Given data ▸
— start —
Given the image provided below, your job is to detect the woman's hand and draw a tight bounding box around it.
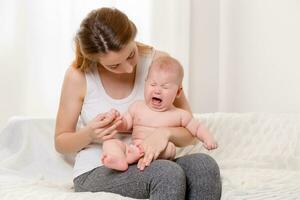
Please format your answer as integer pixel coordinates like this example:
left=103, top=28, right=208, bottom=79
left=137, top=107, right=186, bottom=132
left=86, top=109, right=122, bottom=143
left=137, top=127, right=170, bottom=170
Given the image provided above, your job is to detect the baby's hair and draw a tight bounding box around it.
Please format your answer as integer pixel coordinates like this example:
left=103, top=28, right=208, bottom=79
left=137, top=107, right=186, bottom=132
left=147, top=56, right=184, bottom=85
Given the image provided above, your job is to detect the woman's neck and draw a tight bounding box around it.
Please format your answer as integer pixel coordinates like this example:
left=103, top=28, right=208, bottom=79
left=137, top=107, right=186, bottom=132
left=98, top=67, right=136, bottom=99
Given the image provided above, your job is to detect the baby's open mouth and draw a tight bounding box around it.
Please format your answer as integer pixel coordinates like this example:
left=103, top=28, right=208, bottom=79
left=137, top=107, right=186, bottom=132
left=152, top=97, right=162, bottom=105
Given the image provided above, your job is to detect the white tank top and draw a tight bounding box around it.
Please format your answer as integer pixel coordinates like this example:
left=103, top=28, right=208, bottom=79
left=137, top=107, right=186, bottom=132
left=73, top=50, right=155, bottom=178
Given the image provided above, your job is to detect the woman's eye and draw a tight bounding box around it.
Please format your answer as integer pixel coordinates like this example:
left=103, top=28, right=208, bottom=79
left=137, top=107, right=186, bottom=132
left=127, top=51, right=135, bottom=59
left=109, top=64, right=120, bottom=69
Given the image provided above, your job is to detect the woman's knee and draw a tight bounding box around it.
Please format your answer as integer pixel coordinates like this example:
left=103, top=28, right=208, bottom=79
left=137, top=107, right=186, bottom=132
left=151, top=160, right=185, bottom=183
left=176, top=153, right=220, bottom=175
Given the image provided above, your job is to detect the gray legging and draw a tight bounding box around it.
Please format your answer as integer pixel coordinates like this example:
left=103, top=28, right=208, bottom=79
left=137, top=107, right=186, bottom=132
left=74, top=153, right=222, bottom=200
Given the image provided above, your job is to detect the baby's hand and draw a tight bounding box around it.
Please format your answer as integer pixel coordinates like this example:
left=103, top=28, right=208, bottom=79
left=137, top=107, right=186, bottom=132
left=106, top=108, right=121, bottom=120
left=203, top=138, right=218, bottom=150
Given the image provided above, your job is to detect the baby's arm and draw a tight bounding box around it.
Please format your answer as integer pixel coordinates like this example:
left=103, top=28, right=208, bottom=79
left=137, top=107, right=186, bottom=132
left=181, top=110, right=218, bottom=150
left=117, top=102, right=137, bottom=132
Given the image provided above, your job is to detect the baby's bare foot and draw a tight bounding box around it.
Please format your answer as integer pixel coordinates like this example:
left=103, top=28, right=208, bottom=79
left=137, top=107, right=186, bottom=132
left=101, top=154, right=128, bottom=171
left=126, top=144, right=144, bottom=164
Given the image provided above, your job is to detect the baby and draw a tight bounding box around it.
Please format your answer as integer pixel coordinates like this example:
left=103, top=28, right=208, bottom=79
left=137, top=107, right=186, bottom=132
left=101, top=57, right=217, bottom=171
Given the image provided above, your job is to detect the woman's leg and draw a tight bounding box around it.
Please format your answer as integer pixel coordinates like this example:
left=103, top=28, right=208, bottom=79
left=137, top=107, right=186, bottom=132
left=74, top=160, right=186, bottom=200
left=175, top=153, right=222, bottom=200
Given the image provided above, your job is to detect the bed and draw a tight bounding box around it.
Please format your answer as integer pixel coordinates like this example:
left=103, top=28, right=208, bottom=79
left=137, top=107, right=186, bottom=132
left=0, top=113, right=300, bottom=200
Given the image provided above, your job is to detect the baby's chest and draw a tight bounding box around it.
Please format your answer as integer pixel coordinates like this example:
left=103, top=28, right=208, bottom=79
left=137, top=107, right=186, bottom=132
left=134, top=112, right=181, bottom=127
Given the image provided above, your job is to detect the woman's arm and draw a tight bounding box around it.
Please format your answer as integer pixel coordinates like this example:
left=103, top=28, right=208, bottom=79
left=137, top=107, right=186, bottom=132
left=138, top=51, right=195, bottom=170
left=55, top=67, right=118, bottom=154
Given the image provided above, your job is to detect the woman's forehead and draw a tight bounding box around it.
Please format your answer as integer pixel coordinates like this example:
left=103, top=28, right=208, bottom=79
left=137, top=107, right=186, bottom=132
left=99, top=41, right=136, bottom=65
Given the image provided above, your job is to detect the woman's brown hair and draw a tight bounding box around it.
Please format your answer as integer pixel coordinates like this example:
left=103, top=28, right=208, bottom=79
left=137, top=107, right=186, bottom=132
left=72, top=8, right=137, bottom=71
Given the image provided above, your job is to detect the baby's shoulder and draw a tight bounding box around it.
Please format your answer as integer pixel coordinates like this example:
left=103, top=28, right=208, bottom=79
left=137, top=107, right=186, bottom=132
left=129, top=100, right=146, bottom=110
left=175, top=108, right=193, bottom=120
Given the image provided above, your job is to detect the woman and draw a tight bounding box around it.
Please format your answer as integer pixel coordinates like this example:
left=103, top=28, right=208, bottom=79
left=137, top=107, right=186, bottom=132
left=55, top=8, right=221, bottom=200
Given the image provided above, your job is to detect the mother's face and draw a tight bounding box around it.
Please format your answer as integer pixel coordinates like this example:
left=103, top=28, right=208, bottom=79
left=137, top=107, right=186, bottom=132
left=99, top=41, right=138, bottom=74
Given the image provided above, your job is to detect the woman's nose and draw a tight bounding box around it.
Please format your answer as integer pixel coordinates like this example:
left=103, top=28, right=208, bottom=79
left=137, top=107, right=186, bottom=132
left=124, top=62, right=134, bottom=73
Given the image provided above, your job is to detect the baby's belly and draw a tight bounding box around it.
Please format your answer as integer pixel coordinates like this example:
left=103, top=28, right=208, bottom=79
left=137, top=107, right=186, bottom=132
left=132, top=126, right=155, bottom=140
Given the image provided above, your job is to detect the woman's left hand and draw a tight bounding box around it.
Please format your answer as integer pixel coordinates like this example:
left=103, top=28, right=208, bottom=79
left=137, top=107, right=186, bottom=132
left=137, top=127, right=170, bottom=170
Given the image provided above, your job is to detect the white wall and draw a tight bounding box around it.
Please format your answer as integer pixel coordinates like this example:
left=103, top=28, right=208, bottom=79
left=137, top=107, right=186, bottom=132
left=190, top=0, right=300, bottom=113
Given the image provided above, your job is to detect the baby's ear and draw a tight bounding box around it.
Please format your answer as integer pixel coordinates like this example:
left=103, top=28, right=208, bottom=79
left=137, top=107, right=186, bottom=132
left=176, top=86, right=182, bottom=98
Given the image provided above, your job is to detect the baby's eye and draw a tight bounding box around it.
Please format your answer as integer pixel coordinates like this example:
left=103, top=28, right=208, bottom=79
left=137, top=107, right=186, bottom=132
— end —
Required task ▸ Scale the listing above from the line with "the woman's brown" up to and including the line with "left=175, top=108, right=193, bottom=120": give only those lines again, requests included, with each bounding-box coordinate in the answers multiplied by 0.45 and rounded to a whole number, halves up. Keep the numbers in the requests and their format samples unchanged.

Finished task ▸
Given the image provided above, your job is to detect the woman's brown hair and draw a tight bounding box around it.
Please format your answer as integer pixel coordinates like this example:
left=103, top=28, right=208, bottom=79
left=137, top=107, right=186, bottom=132
left=32, top=4, right=62, bottom=32
Given the image provided above, your job is to detect the baby's shoulder and draw a tight bounding box around it.
Please format your answer as integer pixel coordinates like this example:
left=103, top=28, right=208, bottom=79
left=137, top=107, right=186, bottom=132
left=58, top=45, right=66, bottom=50
left=79, top=49, right=87, bottom=54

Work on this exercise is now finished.